Currently, only **longitudinal selection** models can be
fitted using `missingHE`

, for which the package provides a
series of customisation options to allow a flexible specification of the
models in terms of modelling assumptions and prior choices. These can be
extremely useful for handling the typical features of trial-based CEA
data, such as non-normality, clustering, and type of missingness
mechanism. This tutorial shows how it is possible to customise different
aspects of longitudinal models using the arguments of each type of
function in the package. Throughout, we will use the built-in dataset
called `PBS`

as a toy example, which is directly available
when installing and loading `missingHE`

in your
`R`

workspace. See the vignette called *Introduction to
missingHE* for an introductory tutorial of each function in
`missingHE`

and a general presentation of the data used in
trial-based economics evaluations.

If you would like to have more information on the package, or would like to point out potential issues in the current version, feel free to contact the maintainer at a.gabrio@maastrichtuniversity.nl. Suggestions on how to improve the package are also very welcome.

A general concern when analysing trial-based CEA data is that, in
many cases, both effectiveness and costs are characterised by highly
skewed distributions, which may cause standard normality modelling
assumptions to be difficult to justify, especially for small samples.

> [Extracted records]

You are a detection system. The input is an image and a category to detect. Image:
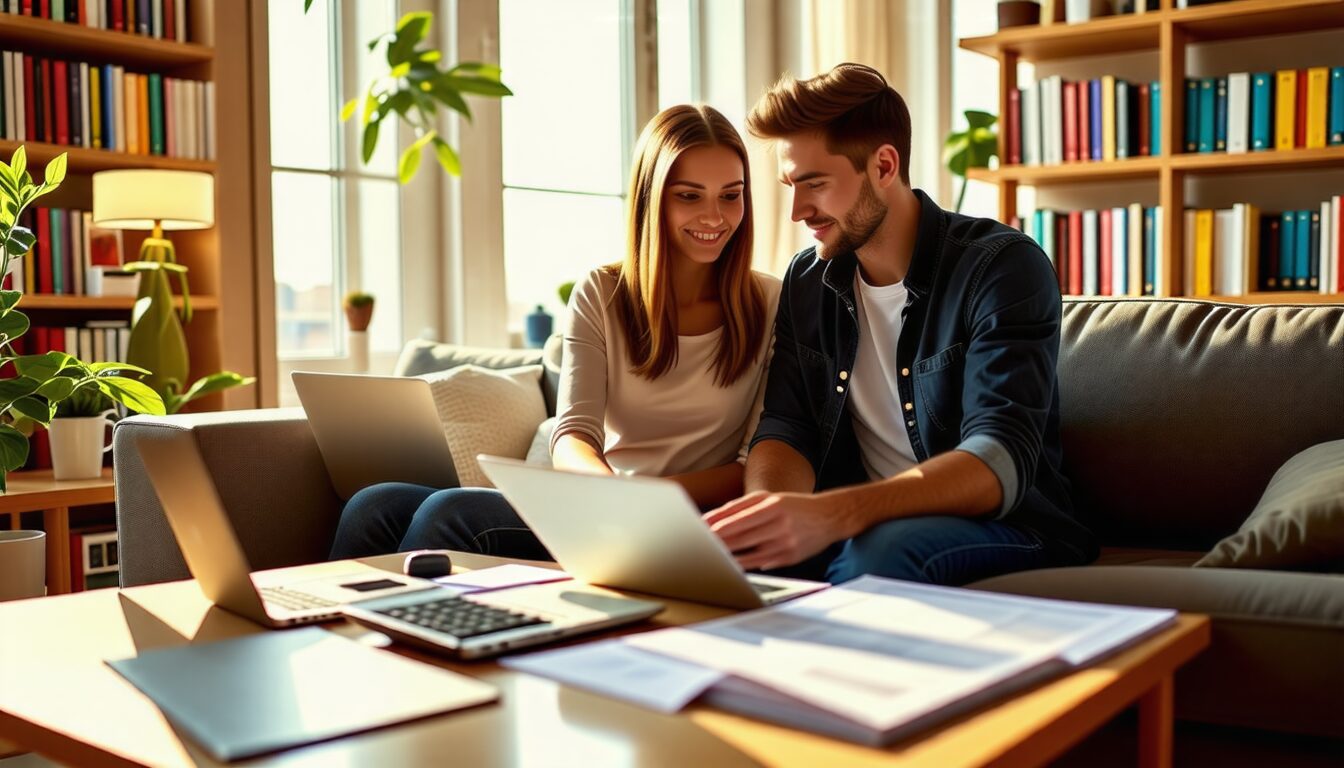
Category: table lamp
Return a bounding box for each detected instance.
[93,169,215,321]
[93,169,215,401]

* * *

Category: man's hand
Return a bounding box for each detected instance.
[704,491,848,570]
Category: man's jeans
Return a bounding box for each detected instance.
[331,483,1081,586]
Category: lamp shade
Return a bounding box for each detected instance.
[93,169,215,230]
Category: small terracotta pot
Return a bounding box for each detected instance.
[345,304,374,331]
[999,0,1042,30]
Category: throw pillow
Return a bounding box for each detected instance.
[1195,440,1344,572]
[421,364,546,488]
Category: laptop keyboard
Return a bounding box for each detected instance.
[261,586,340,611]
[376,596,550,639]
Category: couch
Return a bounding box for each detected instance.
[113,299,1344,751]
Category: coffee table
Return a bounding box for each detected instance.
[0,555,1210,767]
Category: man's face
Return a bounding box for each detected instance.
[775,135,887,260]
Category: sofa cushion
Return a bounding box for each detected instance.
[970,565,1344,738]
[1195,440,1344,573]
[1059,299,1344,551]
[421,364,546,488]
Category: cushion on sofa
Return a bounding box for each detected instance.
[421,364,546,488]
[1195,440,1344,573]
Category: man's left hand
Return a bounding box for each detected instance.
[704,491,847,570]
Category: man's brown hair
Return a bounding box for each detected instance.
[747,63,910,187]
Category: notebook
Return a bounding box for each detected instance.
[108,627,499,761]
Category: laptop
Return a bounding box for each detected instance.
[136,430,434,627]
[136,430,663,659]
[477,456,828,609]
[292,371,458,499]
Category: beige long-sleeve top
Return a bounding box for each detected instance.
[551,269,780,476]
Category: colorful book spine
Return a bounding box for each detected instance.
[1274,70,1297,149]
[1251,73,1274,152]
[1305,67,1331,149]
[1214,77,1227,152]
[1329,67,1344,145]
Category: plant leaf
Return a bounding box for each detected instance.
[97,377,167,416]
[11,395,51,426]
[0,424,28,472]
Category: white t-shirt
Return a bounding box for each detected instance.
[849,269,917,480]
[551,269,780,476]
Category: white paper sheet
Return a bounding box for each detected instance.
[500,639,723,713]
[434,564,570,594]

> [Written instruction]
According to the missingHE tutorial text, which built-in dataset is used as the toy example?

> [Result for this exercise]
The dataset called PBS.